# [Task to complete]
Quote, exactly, the line holding "Class, locate every instance of the index" and all lines after it to the end of the records below. Exclude pictures.

# [Data supplied]

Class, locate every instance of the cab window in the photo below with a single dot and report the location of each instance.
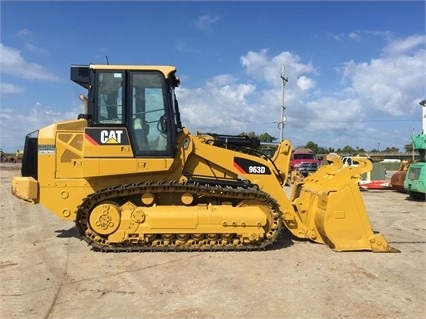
(110, 97)
(148, 113)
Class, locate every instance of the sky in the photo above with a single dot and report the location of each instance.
(355, 70)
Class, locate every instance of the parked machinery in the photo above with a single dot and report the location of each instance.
(134, 179)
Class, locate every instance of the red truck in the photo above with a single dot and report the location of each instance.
(303, 155)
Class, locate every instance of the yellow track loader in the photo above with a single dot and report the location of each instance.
(134, 179)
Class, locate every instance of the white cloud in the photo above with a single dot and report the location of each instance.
(8, 88)
(35, 49)
(382, 88)
(13, 136)
(389, 84)
(405, 46)
(12, 62)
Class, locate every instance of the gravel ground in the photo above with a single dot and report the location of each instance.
(46, 272)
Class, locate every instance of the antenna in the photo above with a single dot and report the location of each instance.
(283, 117)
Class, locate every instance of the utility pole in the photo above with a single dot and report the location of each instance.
(283, 117)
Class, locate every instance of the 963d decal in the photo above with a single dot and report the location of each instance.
(246, 166)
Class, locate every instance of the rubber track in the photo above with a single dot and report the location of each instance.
(123, 191)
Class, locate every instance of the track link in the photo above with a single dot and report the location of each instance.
(205, 194)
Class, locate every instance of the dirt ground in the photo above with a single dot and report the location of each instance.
(47, 272)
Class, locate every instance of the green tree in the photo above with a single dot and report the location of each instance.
(266, 137)
(408, 148)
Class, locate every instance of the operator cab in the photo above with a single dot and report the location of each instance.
(139, 98)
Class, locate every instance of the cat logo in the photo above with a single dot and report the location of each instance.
(106, 136)
(111, 136)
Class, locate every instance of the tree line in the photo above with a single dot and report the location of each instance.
(266, 137)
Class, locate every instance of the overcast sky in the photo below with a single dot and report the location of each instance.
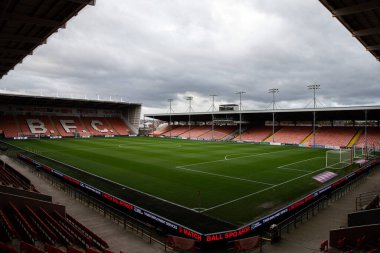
(150, 50)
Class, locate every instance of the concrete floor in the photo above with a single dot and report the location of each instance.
(117, 238)
(305, 238)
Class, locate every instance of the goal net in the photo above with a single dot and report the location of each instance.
(338, 159)
(358, 152)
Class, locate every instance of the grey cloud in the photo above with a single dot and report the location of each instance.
(149, 50)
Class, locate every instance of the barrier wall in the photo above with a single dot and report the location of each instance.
(222, 236)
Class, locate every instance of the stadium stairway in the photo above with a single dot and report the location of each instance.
(119, 239)
(308, 137)
(34, 221)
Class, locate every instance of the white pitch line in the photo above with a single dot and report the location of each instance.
(293, 169)
(220, 160)
(263, 190)
(299, 162)
(219, 175)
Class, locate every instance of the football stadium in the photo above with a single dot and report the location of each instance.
(229, 179)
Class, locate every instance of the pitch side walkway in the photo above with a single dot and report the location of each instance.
(117, 238)
(308, 236)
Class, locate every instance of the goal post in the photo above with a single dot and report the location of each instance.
(338, 159)
(358, 152)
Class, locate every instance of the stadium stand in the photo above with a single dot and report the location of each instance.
(177, 131)
(196, 132)
(373, 138)
(363, 230)
(333, 136)
(8, 125)
(160, 131)
(66, 126)
(219, 133)
(118, 125)
(39, 225)
(292, 135)
(31, 125)
(10, 177)
(256, 134)
(98, 126)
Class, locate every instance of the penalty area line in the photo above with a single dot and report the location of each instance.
(220, 175)
(263, 190)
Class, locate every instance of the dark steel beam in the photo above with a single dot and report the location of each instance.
(15, 51)
(30, 20)
(90, 2)
(357, 8)
(4, 68)
(9, 61)
(26, 39)
(366, 32)
(373, 48)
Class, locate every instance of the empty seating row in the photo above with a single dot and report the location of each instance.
(255, 134)
(219, 133)
(176, 131)
(96, 239)
(372, 136)
(292, 135)
(20, 126)
(38, 225)
(196, 132)
(333, 136)
(10, 177)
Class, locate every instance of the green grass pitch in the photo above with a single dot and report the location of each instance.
(233, 182)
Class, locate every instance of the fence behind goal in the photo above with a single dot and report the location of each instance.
(338, 159)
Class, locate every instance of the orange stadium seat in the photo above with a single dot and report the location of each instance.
(196, 132)
(333, 136)
(292, 135)
(219, 133)
(177, 131)
(8, 125)
(73, 124)
(98, 126)
(256, 134)
(373, 138)
(118, 125)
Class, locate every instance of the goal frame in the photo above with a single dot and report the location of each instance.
(343, 158)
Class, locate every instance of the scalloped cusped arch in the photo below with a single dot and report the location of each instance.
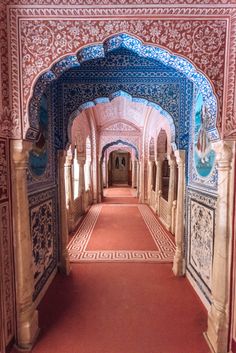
(120, 142)
(121, 93)
(114, 43)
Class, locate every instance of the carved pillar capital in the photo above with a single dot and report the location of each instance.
(223, 154)
(180, 157)
(68, 159)
(20, 153)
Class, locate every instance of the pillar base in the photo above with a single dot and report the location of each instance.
(64, 267)
(217, 330)
(178, 267)
(28, 332)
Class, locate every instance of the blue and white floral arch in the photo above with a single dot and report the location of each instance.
(120, 93)
(123, 40)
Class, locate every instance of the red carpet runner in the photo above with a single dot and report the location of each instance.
(121, 233)
(118, 307)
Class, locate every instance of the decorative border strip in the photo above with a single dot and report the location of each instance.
(165, 246)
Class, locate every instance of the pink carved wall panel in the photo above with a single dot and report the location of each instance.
(6, 251)
(198, 34)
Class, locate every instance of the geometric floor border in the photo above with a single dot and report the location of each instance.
(165, 246)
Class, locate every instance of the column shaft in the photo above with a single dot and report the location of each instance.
(64, 263)
(179, 265)
(27, 316)
(218, 318)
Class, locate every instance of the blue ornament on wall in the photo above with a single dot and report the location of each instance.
(38, 156)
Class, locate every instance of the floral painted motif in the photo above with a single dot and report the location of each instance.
(3, 170)
(43, 232)
(201, 240)
(201, 230)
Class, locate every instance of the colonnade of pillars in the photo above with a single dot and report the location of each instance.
(82, 200)
(170, 211)
(27, 316)
(105, 169)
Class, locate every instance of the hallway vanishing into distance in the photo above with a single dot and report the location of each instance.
(117, 176)
(121, 304)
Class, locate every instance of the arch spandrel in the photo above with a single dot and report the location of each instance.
(135, 45)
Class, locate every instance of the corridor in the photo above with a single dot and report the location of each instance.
(128, 303)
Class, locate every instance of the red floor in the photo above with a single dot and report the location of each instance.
(121, 234)
(121, 308)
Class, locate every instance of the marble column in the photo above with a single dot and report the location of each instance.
(142, 181)
(150, 172)
(218, 317)
(64, 263)
(27, 316)
(81, 162)
(171, 191)
(138, 179)
(159, 161)
(179, 262)
(133, 173)
(69, 189)
(100, 187)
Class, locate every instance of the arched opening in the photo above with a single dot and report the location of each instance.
(120, 172)
(78, 95)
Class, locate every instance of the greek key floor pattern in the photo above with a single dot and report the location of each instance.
(165, 247)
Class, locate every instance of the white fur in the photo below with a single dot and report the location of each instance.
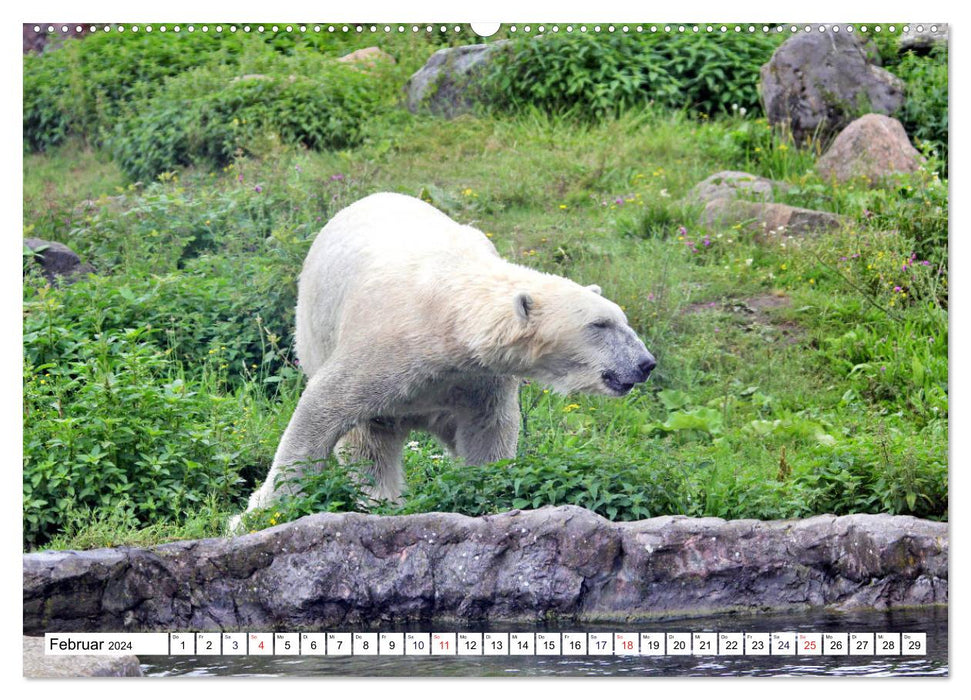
(408, 320)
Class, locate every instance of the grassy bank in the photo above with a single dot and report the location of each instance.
(797, 375)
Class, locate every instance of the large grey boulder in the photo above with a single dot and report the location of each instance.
(329, 570)
(733, 184)
(448, 84)
(816, 82)
(56, 260)
(767, 217)
(872, 147)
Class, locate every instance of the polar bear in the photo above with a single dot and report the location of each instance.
(407, 320)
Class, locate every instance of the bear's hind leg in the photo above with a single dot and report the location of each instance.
(489, 432)
(376, 447)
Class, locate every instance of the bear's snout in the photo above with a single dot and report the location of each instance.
(621, 382)
(646, 366)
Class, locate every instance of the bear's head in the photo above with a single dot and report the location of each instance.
(578, 341)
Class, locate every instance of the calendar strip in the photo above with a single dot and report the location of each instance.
(430, 644)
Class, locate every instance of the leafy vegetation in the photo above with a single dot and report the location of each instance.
(593, 76)
(797, 375)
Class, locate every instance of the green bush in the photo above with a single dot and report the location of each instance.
(925, 111)
(111, 425)
(81, 88)
(207, 118)
(600, 76)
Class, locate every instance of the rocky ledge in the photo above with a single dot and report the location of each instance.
(328, 570)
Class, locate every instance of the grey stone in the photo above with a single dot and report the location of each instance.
(872, 147)
(767, 217)
(39, 665)
(732, 184)
(57, 260)
(328, 570)
(816, 82)
(447, 85)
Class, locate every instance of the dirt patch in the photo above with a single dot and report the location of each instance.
(755, 313)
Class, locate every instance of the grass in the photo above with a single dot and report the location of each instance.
(796, 375)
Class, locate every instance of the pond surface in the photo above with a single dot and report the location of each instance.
(932, 621)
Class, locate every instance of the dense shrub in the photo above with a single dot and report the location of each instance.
(80, 88)
(925, 111)
(110, 425)
(208, 117)
(598, 76)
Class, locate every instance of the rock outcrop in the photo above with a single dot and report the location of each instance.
(448, 84)
(815, 83)
(872, 147)
(56, 260)
(328, 570)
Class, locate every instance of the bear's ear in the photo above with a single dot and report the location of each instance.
(523, 305)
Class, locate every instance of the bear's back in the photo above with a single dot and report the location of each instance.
(396, 228)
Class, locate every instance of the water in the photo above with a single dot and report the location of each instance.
(932, 621)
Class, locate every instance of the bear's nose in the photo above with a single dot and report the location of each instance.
(645, 367)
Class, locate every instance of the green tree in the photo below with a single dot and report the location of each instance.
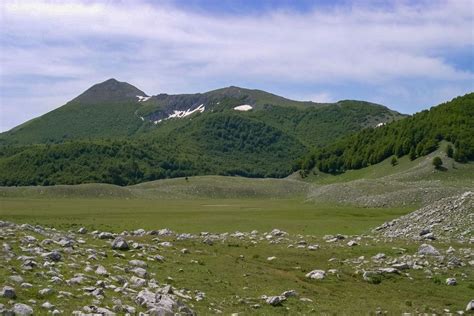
(437, 162)
(394, 161)
(412, 153)
(450, 151)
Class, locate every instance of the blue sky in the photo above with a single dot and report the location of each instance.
(408, 55)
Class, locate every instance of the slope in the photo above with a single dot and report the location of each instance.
(415, 136)
(104, 110)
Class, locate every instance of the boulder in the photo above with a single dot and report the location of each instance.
(120, 244)
(316, 274)
(428, 250)
(22, 309)
(8, 292)
(275, 300)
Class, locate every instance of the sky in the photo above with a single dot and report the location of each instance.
(407, 55)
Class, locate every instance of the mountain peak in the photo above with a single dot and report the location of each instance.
(110, 90)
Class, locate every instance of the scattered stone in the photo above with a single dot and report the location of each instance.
(16, 278)
(470, 306)
(101, 271)
(316, 274)
(82, 230)
(451, 281)
(45, 292)
(352, 243)
(138, 263)
(275, 300)
(8, 292)
(22, 309)
(47, 305)
(53, 256)
(289, 293)
(120, 244)
(428, 250)
(106, 235)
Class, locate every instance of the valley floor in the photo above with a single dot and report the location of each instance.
(233, 245)
(226, 271)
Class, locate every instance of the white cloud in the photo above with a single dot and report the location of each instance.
(163, 48)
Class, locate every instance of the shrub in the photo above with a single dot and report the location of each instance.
(437, 162)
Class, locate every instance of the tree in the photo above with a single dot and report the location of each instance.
(412, 153)
(437, 162)
(450, 151)
(394, 161)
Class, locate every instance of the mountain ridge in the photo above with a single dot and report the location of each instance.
(119, 109)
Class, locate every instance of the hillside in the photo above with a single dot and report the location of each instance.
(415, 136)
(114, 109)
(114, 133)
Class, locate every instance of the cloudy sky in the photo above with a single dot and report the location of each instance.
(404, 54)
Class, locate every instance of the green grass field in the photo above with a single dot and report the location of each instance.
(233, 283)
(234, 274)
(196, 215)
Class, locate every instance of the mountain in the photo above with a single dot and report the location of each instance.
(415, 136)
(114, 109)
(115, 133)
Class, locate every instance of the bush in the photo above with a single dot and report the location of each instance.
(450, 151)
(437, 162)
(394, 161)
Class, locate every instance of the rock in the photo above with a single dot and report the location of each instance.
(137, 282)
(313, 247)
(289, 293)
(52, 256)
(451, 281)
(425, 231)
(47, 305)
(401, 266)
(22, 309)
(138, 263)
(140, 272)
(388, 270)
(8, 292)
(352, 243)
(45, 292)
(428, 250)
(429, 236)
(29, 239)
(316, 274)
(162, 304)
(82, 230)
(76, 280)
(275, 300)
(371, 276)
(106, 235)
(470, 306)
(379, 256)
(120, 244)
(16, 278)
(101, 270)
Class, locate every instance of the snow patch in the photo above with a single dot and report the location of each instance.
(142, 98)
(243, 107)
(181, 114)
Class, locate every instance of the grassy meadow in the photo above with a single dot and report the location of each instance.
(196, 215)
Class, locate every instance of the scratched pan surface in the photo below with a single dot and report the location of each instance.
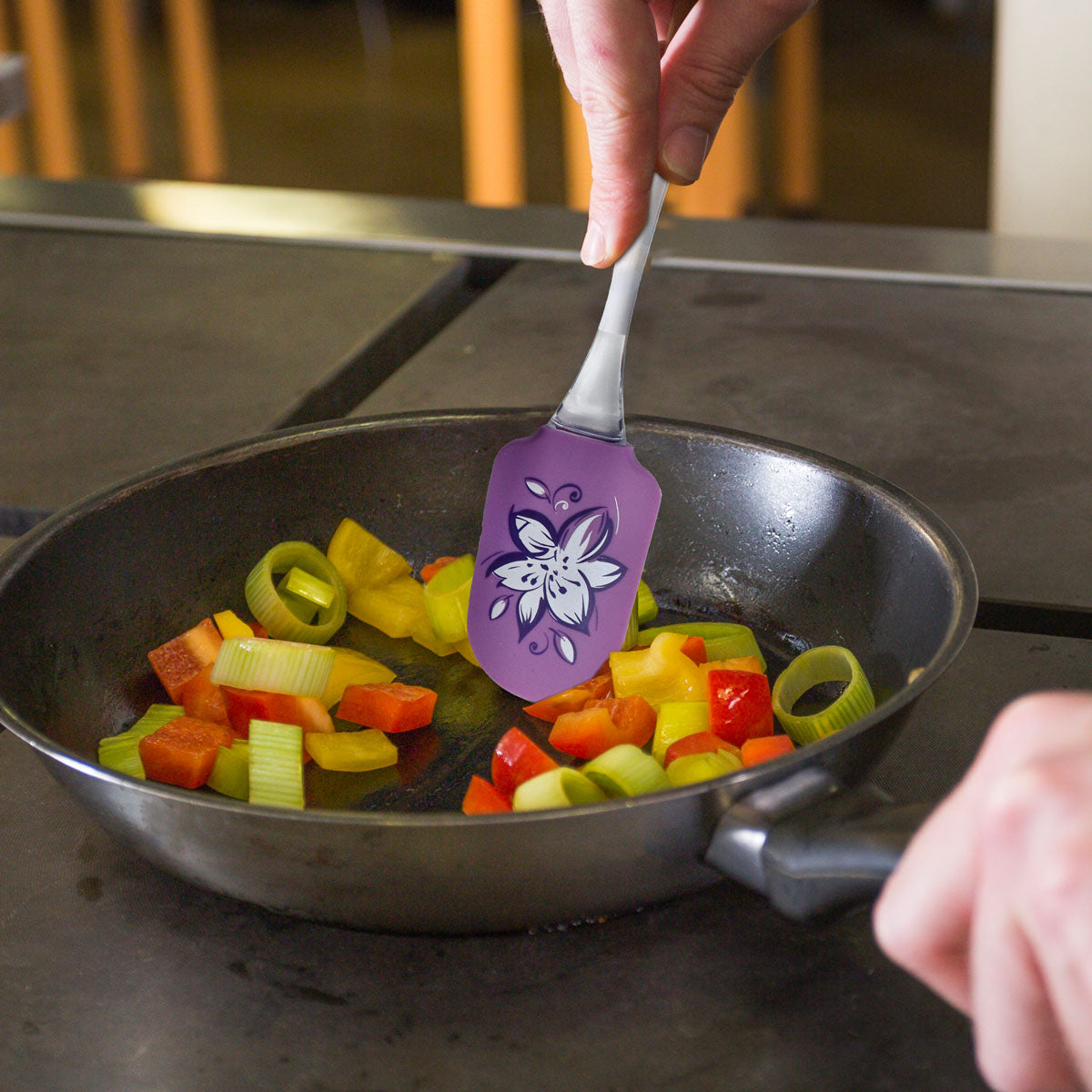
(804, 550)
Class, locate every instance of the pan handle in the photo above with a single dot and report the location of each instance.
(812, 846)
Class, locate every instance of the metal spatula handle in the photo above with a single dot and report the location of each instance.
(594, 403)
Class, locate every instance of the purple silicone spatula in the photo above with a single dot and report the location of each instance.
(568, 520)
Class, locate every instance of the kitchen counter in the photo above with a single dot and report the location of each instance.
(958, 382)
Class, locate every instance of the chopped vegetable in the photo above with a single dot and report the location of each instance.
(447, 599)
(568, 702)
(361, 560)
(516, 759)
(561, 787)
(697, 743)
(676, 720)
(247, 705)
(429, 571)
(230, 625)
(694, 649)
(394, 609)
(354, 752)
(389, 707)
(180, 659)
(740, 705)
(353, 666)
(484, 798)
(183, 752)
(277, 764)
(604, 724)
(259, 663)
(724, 640)
(693, 768)
(660, 672)
(626, 770)
(230, 773)
(764, 748)
(828, 663)
(202, 699)
(287, 612)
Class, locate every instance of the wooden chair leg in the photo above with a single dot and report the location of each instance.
(729, 183)
(11, 148)
(796, 108)
(49, 88)
(491, 101)
(190, 37)
(121, 79)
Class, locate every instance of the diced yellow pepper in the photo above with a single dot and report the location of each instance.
(363, 561)
(353, 666)
(424, 634)
(352, 752)
(738, 664)
(230, 625)
(675, 720)
(396, 609)
(660, 672)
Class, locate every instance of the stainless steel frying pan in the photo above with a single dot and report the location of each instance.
(805, 550)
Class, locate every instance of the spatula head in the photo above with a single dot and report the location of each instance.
(565, 534)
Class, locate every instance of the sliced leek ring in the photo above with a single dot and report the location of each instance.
(829, 663)
(268, 606)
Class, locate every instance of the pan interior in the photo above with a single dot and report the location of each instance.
(801, 551)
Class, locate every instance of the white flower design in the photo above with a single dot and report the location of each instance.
(557, 571)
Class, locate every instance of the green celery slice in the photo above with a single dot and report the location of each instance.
(277, 764)
(689, 769)
(271, 610)
(121, 753)
(561, 787)
(724, 640)
(258, 663)
(647, 609)
(230, 773)
(675, 720)
(448, 598)
(828, 663)
(626, 770)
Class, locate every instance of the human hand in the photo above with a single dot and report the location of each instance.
(992, 904)
(648, 107)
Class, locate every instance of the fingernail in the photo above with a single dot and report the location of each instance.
(595, 246)
(685, 152)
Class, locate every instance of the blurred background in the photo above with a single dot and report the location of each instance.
(374, 96)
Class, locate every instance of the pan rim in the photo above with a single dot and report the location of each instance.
(731, 786)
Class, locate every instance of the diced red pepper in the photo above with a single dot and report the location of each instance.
(517, 758)
(390, 707)
(429, 571)
(202, 699)
(181, 658)
(604, 724)
(764, 748)
(483, 797)
(694, 648)
(569, 702)
(246, 705)
(184, 751)
(698, 743)
(740, 705)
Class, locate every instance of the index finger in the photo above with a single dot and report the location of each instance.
(616, 54)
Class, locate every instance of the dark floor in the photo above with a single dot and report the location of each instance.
(309, 102)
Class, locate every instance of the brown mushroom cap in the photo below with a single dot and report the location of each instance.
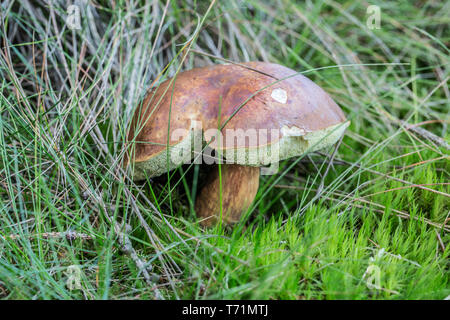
(304, 114)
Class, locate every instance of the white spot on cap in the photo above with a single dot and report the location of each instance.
(279, 95)
(292, 131)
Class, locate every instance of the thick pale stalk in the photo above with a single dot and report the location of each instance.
(239, 187)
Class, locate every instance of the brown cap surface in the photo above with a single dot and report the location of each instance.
(200, 93)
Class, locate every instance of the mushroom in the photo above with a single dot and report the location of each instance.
(251, 115)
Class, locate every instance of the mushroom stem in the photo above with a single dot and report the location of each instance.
(239, 187)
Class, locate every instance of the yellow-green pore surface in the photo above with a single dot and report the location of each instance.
(268, 118)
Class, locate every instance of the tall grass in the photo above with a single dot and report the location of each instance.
(381, 200)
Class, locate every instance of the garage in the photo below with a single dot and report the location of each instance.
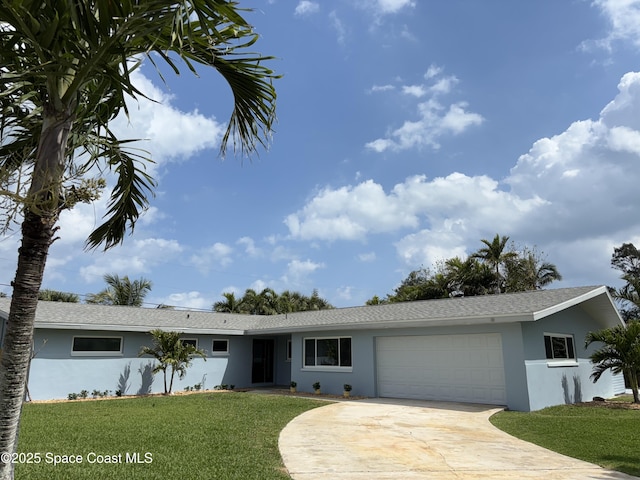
(458, 368)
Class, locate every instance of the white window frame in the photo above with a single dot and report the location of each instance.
(288, 351)
(325, 368)
(96, 353)
(561, 361)
(219, 353)
(190, 339)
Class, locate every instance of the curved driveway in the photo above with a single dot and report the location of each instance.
(398, 439)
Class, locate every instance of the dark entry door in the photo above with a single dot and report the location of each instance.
(263, 350)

# [Finished exercise]
Class, locate every instance of the index finger in the photo above with a single dot and report the location of each instance.
(616, 54)
Class, locate every instance of the dark floor in the photo above with a single dot and report the location of each instance.
(309, 102)
Class, locate every instance of the brown mushroom cap in the photo below with a single dot and report the location of each instance.
(304, 114)
Class, locate every instance of the white spot on cap in the photo above with a single dot and report the location of each instance.
(279, 95)
(292, 131)
Class, locate every instance of the thick pale stalk in the photo above with a single dot and report the location of each instance.
(239, 187)
Class, locate every instance of the brown cap surface in the photo above with a single dot and report the location of each instance.
(200, 93)
Class, locate every instance of the mushroom in the photo above with a single dot and report the location of each instance.
(251, 115)
Class, locate every instance of the mushroom stem in the photo above with a single dot and report the location of each instance.
(239, 187)
Class, locate every instance of the yellow-green pore surface in the photo above with a single dot and report the location of each instance.
(268, 118)
Class, locate every instance of the tall grass in the photo above with a single dot and report the location of each instance.
(381, 200)
Class, locate every instance of the garage in the photo below with a single dot and report the location of each instance.
(458, 368)
Class, locate every instance of the white window frame in the photo above with a single dot and report the location of each instance.
(288, 351)
(325, 368)
(96, 353)
(561, 361)
(219, 353)
(190, 339)
Class, locate every instance of the curved driveway in the photo above with a single dot and report the location of each instance.
(398, 439)
Class, locate every instance of the dark entry door in the photo above with a single dot and report the location of each instance.
(263, 350)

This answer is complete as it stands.